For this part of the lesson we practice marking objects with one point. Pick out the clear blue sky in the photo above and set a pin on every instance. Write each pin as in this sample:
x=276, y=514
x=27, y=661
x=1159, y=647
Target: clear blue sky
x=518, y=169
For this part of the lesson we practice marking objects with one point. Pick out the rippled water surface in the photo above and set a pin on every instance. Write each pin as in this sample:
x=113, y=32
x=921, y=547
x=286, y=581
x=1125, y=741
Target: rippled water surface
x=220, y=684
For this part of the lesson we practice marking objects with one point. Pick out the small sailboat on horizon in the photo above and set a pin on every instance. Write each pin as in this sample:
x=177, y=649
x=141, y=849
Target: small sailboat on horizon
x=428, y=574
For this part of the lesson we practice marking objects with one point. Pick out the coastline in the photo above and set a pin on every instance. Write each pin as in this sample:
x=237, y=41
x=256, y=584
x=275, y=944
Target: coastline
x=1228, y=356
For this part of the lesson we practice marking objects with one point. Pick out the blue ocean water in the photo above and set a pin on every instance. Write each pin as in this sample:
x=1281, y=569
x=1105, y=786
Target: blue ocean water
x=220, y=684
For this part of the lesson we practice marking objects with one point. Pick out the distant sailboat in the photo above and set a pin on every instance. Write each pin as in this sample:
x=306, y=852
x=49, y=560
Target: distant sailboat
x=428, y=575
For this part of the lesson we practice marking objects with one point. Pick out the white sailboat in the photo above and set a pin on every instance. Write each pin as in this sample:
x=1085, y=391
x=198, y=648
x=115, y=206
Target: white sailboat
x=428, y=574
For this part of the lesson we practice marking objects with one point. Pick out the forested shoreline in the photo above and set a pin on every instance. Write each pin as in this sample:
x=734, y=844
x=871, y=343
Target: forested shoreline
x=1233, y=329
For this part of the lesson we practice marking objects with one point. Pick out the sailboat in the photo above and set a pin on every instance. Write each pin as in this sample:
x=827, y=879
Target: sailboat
...
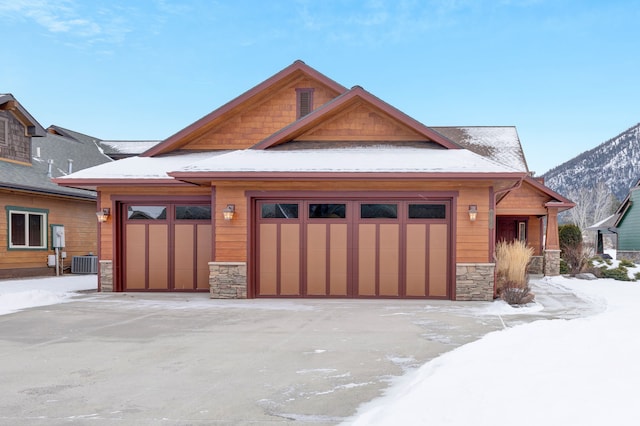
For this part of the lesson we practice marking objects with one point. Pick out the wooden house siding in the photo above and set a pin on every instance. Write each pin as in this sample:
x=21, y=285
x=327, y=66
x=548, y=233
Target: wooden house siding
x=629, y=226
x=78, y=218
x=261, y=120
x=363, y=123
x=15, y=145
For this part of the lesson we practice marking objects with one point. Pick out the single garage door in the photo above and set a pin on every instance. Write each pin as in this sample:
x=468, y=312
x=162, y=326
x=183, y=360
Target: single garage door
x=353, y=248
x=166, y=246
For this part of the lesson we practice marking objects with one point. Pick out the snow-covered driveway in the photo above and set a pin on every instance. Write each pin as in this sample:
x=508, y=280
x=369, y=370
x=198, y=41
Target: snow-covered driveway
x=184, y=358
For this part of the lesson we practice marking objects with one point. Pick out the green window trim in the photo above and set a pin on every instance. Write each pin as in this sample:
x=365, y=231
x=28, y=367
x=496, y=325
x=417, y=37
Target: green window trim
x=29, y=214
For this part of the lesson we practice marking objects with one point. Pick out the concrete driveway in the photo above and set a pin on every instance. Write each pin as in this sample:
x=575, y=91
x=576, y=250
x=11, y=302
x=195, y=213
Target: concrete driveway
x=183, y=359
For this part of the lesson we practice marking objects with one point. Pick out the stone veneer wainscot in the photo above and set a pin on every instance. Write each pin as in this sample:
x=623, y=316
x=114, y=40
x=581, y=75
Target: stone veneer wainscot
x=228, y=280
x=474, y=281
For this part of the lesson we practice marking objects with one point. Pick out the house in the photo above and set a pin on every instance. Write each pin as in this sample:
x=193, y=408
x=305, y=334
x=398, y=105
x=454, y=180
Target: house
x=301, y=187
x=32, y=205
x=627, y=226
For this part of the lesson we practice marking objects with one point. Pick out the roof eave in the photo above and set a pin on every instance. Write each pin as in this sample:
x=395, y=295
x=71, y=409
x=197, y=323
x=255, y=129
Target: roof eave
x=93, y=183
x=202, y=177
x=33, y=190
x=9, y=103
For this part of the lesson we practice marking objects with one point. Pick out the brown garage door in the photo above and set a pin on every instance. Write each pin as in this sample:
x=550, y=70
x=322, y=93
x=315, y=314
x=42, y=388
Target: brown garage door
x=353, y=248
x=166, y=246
...
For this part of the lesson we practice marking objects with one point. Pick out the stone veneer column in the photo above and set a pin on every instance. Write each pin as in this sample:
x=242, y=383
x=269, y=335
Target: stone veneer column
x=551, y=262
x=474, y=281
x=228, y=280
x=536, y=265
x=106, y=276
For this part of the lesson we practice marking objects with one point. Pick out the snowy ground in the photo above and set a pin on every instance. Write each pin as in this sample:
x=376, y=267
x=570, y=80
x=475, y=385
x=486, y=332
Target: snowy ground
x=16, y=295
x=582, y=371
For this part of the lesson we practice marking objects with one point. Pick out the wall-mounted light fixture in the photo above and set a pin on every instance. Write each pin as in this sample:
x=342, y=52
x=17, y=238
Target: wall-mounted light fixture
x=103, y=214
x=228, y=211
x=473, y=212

§ **What you should do**
Copy out, without any change, the lines from the one containing "out the concrete" to the one containing "x=183, y=359", both of those lines included.

§ **Solution**
For this part of the lesson we practice marking objects with one point. Pick out the concrete driveway in the photo above and set a pin on every instance. Write each pin as in this sample:
x=575, y=91
x=576, y=250
x=11, y=302
x=195, y=213
Target: concrete driveway
x=183, y=359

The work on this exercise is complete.